ЗАДАНИЕ 1 → Верни без изменений часть строк, следующих за отрывком: от первой из них до строки, содержащей «(1146, 378)», включая обе границы.

Летом 41-го большую группу еврейских семей погнали в даугавпилсское гетто. Оставили только ремесленников да зажиточных. Но не надолго: наступил трагический день, когда за городом расстреляли последние еврейские семьи. Однако Барканы сумели спастись. Кто-то подсказал главе семейства, чтобы ночью они покинули дом. Рискуя жизнью, кузнец Спиридовский по очереди переправил семью через Даугаву. Всю оккупацию они скрывались в белорусской семье Кижло.
Через год, летом 42-го, молодежь стали угонять в Германию. Иногда хватали прямо на улице. Держали в бывшей графской библиотеке. На принудительные работы в рейх отправили двоих моих братьев, двоюродного и родного, а также сестру. Им было от 15 до 17 лет. По-разному сложились впоследствии их судьбы: концлагеря, ГУЛАГ…
Поскольку семья осталась без крова, нам дали жилье на первом этаже дома Кагана на главной городской площади, так что хорошо было видно все, что на ней происходило.

ЗАДАНИЕ 2 → Продолжи отрывок о годах оккупации, начав сразу после его последнего предложения.

СТРОКИ →

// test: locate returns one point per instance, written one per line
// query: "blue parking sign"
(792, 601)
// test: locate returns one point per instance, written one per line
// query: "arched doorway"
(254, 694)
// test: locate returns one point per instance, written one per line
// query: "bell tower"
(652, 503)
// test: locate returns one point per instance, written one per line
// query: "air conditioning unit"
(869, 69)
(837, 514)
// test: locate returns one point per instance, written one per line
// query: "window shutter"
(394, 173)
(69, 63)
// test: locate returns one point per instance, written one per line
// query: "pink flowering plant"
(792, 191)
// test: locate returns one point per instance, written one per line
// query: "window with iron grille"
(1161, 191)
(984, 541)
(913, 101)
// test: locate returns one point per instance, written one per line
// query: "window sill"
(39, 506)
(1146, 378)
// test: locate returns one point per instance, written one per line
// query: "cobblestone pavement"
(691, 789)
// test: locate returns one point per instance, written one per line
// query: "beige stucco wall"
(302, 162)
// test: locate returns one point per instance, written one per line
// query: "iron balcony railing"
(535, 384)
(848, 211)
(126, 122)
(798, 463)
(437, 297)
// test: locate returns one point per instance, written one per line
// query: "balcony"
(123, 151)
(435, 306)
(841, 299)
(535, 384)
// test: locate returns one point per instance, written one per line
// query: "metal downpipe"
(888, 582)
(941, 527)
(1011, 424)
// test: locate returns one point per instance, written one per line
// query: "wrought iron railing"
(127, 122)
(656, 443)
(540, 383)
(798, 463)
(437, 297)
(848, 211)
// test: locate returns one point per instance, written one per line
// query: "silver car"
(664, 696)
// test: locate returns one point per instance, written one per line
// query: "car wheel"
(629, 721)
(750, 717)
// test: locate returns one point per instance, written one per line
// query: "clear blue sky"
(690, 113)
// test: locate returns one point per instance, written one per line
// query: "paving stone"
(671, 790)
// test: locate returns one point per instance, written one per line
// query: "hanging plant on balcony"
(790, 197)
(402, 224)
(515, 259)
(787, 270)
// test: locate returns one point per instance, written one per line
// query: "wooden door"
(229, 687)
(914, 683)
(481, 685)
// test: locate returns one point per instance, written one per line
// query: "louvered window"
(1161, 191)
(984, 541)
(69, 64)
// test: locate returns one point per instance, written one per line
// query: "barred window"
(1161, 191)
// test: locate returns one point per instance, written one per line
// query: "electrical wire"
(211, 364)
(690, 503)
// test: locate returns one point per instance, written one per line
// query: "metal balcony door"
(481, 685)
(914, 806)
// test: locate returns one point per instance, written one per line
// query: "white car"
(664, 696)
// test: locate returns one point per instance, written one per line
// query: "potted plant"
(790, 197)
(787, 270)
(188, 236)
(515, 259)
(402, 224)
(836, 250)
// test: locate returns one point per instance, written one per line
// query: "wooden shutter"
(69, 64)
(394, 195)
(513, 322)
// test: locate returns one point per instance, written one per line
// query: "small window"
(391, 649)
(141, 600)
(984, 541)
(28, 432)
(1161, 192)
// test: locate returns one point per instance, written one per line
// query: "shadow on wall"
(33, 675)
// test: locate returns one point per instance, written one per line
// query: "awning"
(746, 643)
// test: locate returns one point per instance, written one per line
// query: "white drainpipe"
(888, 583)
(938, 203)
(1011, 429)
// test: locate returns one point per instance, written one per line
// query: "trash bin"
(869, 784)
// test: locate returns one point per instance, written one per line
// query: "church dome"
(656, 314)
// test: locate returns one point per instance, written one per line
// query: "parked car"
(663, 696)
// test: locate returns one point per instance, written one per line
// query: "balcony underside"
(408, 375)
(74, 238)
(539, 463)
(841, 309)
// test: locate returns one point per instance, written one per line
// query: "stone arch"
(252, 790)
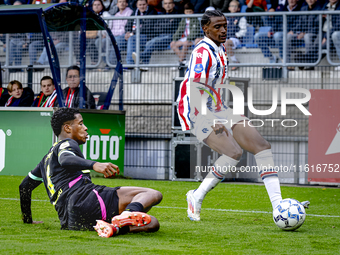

РЕЗУЛЬТАТ 1 →
// test: locate returns one point per instance, written one per line
// query: "blue parking sign"
(792, 601)
// test: locate returns one point per instance, written one per line
// query: "arched doorway"
(254, 694)
// test: locate returns one point per instance, written one per line
// query: "bell tower"
(652, 503)
// test: locate returns one point per instance, written one per line
// query: "air conditioning unit"
(869, 69)
(837, 514)
// test: locate returns one point per instance, written one per line
// query: "window shutter"
(394, 173)
(69, 63)
// test: locate returns one point per instance, written one per line
// query: "pink flowering plant"
(792, 191)
// test: locate returns one point per instance, written one per line
// query: "window with iron grille"
(1161, 191)
(984, 541)
(913, 101)
// test: locate returns one point per instance, written one per line
// query: "window sill"
(39, 506)
(1146, 378)

РЕЗУЛЬТАТ 2 →
Осенью 43-го немцы привели нескольких плотников и велели поставить виселицу. На припорошенной первым снежком подставке трое суток оставались следы первой жертвы — Ляпера, якобы прятавшего советскую парашютистку. Три дня жильцы дома были вынуждены смотреть на это зверство.
Мой дядя сохранил радиоприемник. С большой осторожностью слушал его, потому знал о разгроме немцев под Москвой, а затем под Сталинградом. Кстати, после пленения армии Паулюса оккупационные власти велели вывесить немецкие флаги с траурными лентами.
Еще летом 43-го восточнее Краславы немцы начали валить лес и рыть окопы. Последняя из трех линий обороны располагалась в 100 метрах от больницы. Началась мобилизация в латышский легион. Матери и жены со слезами на глазах провожали своих мужчин до вокзала.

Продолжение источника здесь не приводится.